Description of the task: An exact copy of all the data is needed, with every picture left out.

*** Exercise input ***

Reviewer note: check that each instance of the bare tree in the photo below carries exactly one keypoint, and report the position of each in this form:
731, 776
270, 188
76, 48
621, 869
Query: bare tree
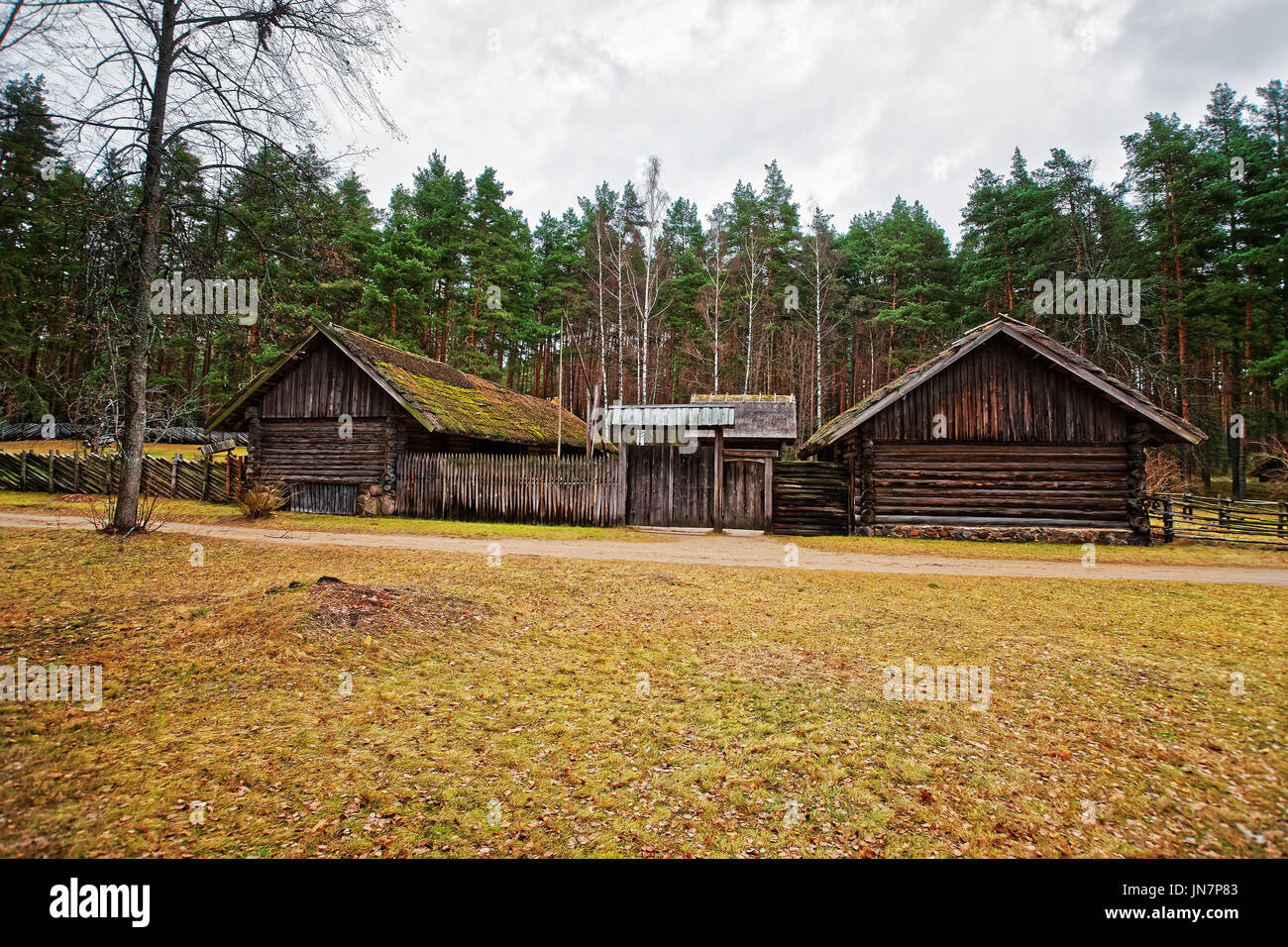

***

Written reply:
Reviewer note: check that each instance of the bare tree in the photo below carries exactly one keypoint, and report the position of each in this form:
731, 776
270, 188
76, 48
621, 869
Query: bare tree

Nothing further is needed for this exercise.